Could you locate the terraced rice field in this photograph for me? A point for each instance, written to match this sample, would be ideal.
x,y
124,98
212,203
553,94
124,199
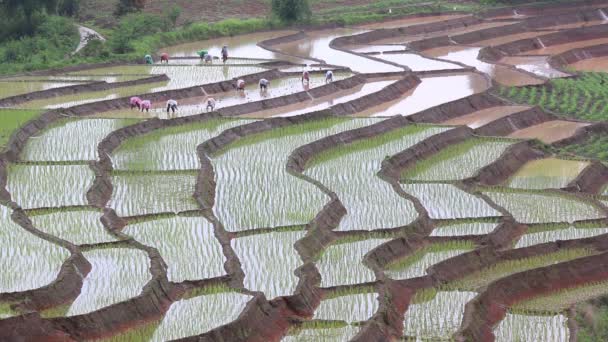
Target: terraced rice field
x,y
355,210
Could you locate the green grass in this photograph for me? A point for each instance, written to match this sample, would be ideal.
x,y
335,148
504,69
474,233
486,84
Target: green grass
x,y
11,120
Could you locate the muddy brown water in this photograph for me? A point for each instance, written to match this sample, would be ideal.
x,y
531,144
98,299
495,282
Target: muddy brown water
x,y
549,132
485,116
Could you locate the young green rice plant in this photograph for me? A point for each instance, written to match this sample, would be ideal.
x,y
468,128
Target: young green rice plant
x,y
117,274
253,187
548,173
52,145
539,207
416,265
76,226
187,244
41,186
525,328
152,193
445,201
27,262
438,318
350,171
459,161
172,148
269,269
342,263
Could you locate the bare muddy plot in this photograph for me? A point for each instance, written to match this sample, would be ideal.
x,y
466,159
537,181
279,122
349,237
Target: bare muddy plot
x,y
187,244
43,186
351,170
549,173
269,269
27,261
550,131
254,190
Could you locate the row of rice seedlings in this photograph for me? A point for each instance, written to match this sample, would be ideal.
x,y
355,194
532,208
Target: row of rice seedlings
x,y
549,173
172,148
342,263
416,265
187,244
148,193
42,186
27,262
526,328
348,307
446,201
254,190
438,318
458,161
466,228
350,171
506,268
567,233
117,274
537,207
564,299
269,261
76,226
51,145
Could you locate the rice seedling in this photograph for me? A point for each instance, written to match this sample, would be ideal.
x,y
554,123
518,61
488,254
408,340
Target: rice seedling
x,y
187,244
148,193
468,228
416,265
533,207
342,263
350,171
117,275
269,269
509,267
445,201
27,262
438,318
564,299
41,186
52,145
260,193
76,226
173,148
569,233
525,328
549,173
350,308
458,161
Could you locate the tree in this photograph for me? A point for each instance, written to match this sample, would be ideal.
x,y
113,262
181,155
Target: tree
x,y
291,10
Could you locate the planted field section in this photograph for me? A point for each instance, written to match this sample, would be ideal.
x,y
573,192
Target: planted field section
x,y
459,161
117,275
351,170
549,173
80,227
27,262
187,244
342,263
522,327
254,190
416,264
148,193
538,207
435,318
42,186
71,140
446,201
271,268
172,148
582,97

+---+

▶ _Problem requirements_: Return exactly the lines from the line bearing "Could you locate the bare" to the end of the records, inclusive of both; include no other lines.

▶ _The reply_:
Could you locate the bare muddy plot in this photograph for me? A point for each instance, written to match this sample, would be ideal.
x,y
466,159
537,181
279,122
349,237
Target: bare muddy plot
x,y
187,244
43,186
351,170
549,173
269,269
27,261
550,131
254,190
Could you locate the row of rice seedlings in this photograph for me? A point for each instance, written to match this sample, would be ideal.
x,y
355,194
532,208
Target: row of rice seedlings
x,y
549,173
172,148
342,263
416,265
187,244
148,193
42,186
27,262
526,328
348,307
446,201
254,190
438,318
458,161
466,228
350,171
506,268
567,233
117,274
537,207
564,299
269,261
76,226
51,145
Could you locate the rice seedling in this photograph for me? A point for each instance, written to match this sample, would be ideal.
x,y
554,123
518,61
488,254
408,340
Target: rice seedling
x,y
187,244
148,193
468,228
416,265
533,207
342,263
350,171
117,275
269,269
509,267
445,201
27,262
438,318
564,299
41,186
52,145
260,193
76,226
173,148
569,233
525,328
549,173
350,308
458,161
Could you locate the tree in this photograph for me? A point for each instance, written to match this sample, would be ideal.
x,y
113,262
181,155
Target: tree
x,y
291,10
Could you locate the planted field section in this photograph for me? A point for each instance, written to match this sample, would be ideal.
x,y
573,192
Target: planted field section
x,y
459,161
117,275
351,170
549,173
80,227
27,262
187,244
342,263
522,327
254,190
416,264
148,193
538,207
435,318
42,186
71,140
446,201
271,268
172,148
582,97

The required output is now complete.